> The tasks:
a) According to the patent description, what defines the specific set of instructions that a given processor executes?
b) Reproduce the patent description from "Certain data processing" to "reverse this process.", switching "large operands" to "wide operands".
c) Proceed with the patent description from where it stops.
++++ Reading text ++++
Detailed Description

Complete technical specification and implementation details from the patent document.

The present application is a continuation of U.S. application Ser. No. 18/628,403, entitled “Processor Operand Management Using Fusion Buffer,” filed Apr. 5, 2024, which claims priority to U.S. Provisional App. No. 63/585,811 entitled “Processor Operand Management Using Fusion Buffer,” filed Sep. 27, 2023 and U.S. Provisional App. No. 63/585,821 entitled “Interleave Execution Circuit,” filed Sep. 27, 2023; the disclosures of each of the above-referenced applications are incorporated by reference herein in their entireties.

This application is related to the following U.S. Application filed on Apr. 5, 2024:U.S. application Ser. No. 18/628,460 (Attorney Docket Number 2888-61301).

This disclosure relates generally to a computer processor and, more specifically, to specialized hardware for handling of certain instructions.

Modern computer systems often include processors that are integrated onto a chip with other computer components, such as memories or communication interfaces. During operation, the processors execute instructions to implement various software routines, such as user software applications and an operating system. As part of implementing a software routine, a processor normally executes various different types of instructions, such as instructions to generate values needed by the software routine. The specific set of instructions executed by a given processor is defined by the processor's instruction set architecture (ISA).

Certain data processing operations, such as vector or matrix operations, involve use of large operands. For example, the operands needed may be large compared to a value that can be carried by an instruction as an immediate value or that can be stored in a typical register used by a processor. One operation that may use large operands is an interleave operation. For example, some ISAs include a “zip” instruction that reads elements from two or more vectors stored in respective source registers and alternately writes elements from the source vectors into a destination register (or group of registers) such that elements of the input vectors are interleaved in the result. An ISA may also include an “unzip” or de-interleave instruction to reverse this process.

An ISA may include instructions suitable for generating large operands for operations that use them. For example, a lookup table instruction may use multiple index values from a packed source register, where each index value is mapped to a larger value in a lookup table. Execution of the lookup table instruction causes the larger values corresponding to the index bits to be obtained and written to one or more destination registers. As another example, a move instruction may move portions (such as rows or columns) of a storage array to multiple destination registers to form a large operand.

As mentioned above, the set of instructions available to a programmer using a given processor is defined by the processor's instruction set architecture (ISA). There are a variety of instruction set architectures in existence (e.g., the x86 architecture originally developed by Intel, ARM from ARM Holdings, Power and PowerPC from IBM/Motorola, etc.). Each instruction is defined in the instruction set architecture, including its coding in memory, its operation, and its effect on registers, memory locations, and/or other processor state. For a given ISA, there are often operations that programmers want to implement that do not correspond to a single instruction in the ISA. Such operations may therefore be implemented using two or more instructions.

Using a pair (or more) of instructions to implement an operation that could be done with one instruction can cause technical problems that reduce processor performance in multiple ways. As one example, execution of two instructions may increase the latency, or number of clock cycles required, to implement an operation. An increase in latency may particularly result if one or both of the two instructions implements a simple operation that can be done in a single cycle.
++++ Extracted material ++++
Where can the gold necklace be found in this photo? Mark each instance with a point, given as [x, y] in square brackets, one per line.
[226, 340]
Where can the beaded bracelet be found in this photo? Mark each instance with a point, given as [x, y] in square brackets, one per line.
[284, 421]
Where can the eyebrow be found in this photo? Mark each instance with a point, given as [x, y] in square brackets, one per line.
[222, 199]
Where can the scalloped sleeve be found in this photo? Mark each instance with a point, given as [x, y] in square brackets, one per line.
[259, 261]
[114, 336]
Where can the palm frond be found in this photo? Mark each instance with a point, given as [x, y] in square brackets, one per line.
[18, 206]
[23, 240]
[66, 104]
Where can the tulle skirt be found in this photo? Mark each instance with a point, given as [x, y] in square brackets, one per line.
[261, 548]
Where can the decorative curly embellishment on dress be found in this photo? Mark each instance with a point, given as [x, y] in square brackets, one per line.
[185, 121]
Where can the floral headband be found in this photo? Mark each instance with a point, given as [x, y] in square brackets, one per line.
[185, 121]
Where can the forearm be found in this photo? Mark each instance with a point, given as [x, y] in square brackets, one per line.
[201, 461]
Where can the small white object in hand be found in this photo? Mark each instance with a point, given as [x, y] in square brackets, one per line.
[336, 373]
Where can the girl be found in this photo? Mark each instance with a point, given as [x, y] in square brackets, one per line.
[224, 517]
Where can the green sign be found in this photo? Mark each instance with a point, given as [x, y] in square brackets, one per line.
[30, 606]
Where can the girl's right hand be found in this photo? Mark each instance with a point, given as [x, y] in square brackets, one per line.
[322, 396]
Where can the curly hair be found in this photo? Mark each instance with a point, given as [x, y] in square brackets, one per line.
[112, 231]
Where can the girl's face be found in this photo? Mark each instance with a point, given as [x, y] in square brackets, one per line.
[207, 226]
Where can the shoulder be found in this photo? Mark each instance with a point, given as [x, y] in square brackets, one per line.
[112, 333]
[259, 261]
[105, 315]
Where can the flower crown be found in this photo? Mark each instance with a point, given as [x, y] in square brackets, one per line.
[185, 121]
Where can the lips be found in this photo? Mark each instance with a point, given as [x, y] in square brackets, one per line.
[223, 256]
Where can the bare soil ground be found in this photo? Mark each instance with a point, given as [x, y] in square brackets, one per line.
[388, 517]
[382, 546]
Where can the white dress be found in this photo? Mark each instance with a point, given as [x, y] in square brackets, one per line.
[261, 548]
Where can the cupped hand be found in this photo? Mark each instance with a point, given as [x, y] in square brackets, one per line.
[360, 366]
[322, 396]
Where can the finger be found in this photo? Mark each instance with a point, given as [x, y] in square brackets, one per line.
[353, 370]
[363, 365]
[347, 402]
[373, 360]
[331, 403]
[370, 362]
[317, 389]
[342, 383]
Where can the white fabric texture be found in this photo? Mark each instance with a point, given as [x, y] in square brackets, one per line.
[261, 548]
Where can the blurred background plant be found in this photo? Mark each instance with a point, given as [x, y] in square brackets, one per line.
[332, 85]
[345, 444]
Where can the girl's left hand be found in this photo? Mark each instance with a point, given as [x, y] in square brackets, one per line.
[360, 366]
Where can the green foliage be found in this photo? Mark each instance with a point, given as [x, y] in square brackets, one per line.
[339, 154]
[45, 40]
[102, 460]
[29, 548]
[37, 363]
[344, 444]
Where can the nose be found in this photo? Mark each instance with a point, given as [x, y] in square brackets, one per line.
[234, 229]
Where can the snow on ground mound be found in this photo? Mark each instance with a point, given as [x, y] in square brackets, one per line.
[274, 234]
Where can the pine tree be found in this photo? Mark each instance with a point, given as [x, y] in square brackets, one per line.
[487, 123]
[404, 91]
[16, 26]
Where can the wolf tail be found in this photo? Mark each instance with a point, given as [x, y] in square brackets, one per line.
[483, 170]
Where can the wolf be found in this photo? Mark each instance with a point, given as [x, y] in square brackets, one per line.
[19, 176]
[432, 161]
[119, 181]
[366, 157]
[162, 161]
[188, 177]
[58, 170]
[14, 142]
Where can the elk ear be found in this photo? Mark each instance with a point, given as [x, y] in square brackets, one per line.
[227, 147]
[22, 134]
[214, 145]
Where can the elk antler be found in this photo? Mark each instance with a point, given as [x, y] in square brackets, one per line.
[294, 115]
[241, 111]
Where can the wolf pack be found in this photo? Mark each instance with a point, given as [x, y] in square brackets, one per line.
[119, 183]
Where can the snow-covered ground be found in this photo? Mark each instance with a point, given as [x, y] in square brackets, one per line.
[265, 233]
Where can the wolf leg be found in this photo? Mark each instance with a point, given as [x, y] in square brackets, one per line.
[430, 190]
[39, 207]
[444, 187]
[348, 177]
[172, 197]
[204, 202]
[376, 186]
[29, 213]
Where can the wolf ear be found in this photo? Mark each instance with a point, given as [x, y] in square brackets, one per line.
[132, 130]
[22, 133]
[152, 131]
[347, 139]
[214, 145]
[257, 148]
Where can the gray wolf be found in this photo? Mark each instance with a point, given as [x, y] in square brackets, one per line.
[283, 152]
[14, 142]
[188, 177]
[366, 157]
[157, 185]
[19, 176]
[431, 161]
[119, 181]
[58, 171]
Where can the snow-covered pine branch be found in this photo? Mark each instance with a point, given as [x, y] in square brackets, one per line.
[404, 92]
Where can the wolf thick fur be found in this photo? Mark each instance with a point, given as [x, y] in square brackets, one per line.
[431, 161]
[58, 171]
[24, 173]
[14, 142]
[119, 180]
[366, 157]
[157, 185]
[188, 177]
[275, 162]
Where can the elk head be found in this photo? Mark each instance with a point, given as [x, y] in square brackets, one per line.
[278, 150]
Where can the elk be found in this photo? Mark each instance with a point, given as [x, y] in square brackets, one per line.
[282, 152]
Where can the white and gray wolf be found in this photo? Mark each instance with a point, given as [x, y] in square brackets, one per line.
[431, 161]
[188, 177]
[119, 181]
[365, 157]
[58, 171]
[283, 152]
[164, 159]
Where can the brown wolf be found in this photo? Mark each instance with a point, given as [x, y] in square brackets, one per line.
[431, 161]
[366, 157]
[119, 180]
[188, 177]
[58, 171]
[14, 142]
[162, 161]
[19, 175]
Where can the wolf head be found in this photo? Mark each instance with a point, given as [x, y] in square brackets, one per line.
++++
> Results for the exercise:
a) The processor's instruction set architecture (ISA) defines it.

b)
Certain data processing operations, such as vector or matrix operations, involve use of wide operands. For example, the operands needed may be large compared to a value that can be carried by an instruction as an immediate value or that can be stored in a typical register used by a processor. One operation that may use wide operands is an interleave operation. For example, some ISAs include a “zip” instruction that reads elements from two or more vectors stored in respective source registers and alternately writes elements from the source vectors into a destination register (or group of registers) such that elements of the input vectors are interleaved in the result. An ISA may also include an “unzip” or de-interleave instruction to reverse this process.

c)
In addition to potentially increasing latency of a processor operation, using a pair of instructions rather than a single instruction can reduce performance by adding to traffic in the processor's instruction pipeline, potentially increasing power usage or congestion in elements such as the scheduler and reservation stations. Therefore, “fusing” a pair of instructions for execution as a single decoded instruction (or “instruction operation” as used herein) can reduce the amount of resources that would otherwise be consumed by processing those instructions separately. For example, an entry of a re-order buffer may be saved by storing one instead of two decoded instructions and an additional physical register may not need to be allocated. As another example, dispatch bandwidth, or a number of instruction operations dispatched to a reservation station per cycle, may be lowered by instruction fusion. In addition, issue bandwidth, or a number of instruction operations scheduled to an execution unit per cycle, may be lowered by fusion. More efficient and/or lower-power operation of the processor at multiple stages may therefore result from instruction fusion.

In the case of instructions for generating large operands, the ability to avoid writing the operands to registers can provide additional benefits beyond those provided by instruction fusion generally, particularly when the processor has a relatively low number of write ports. This may be the case in certain vector/matrix co-processors, for example. Depending on the specific instructions involved, there may be more than one consumer instruction needing to use operands stored by an operand storage instruction. One way to ensure that the operands are available for additional consumer instructions, even after fused execution with a first consumer instruction, would be to send the storage instruction for execution so that the destination registers of the first instruction are written with the operand(s). This could negate much of the benefit of fusing the instructions for execution in the first place, however, because of the time needed for writing to what may be multiple registers.

The present disclosure describes techniques for using a fusion buffer to reduce the need for writing to registers during execution of certain instructions for generating large operands.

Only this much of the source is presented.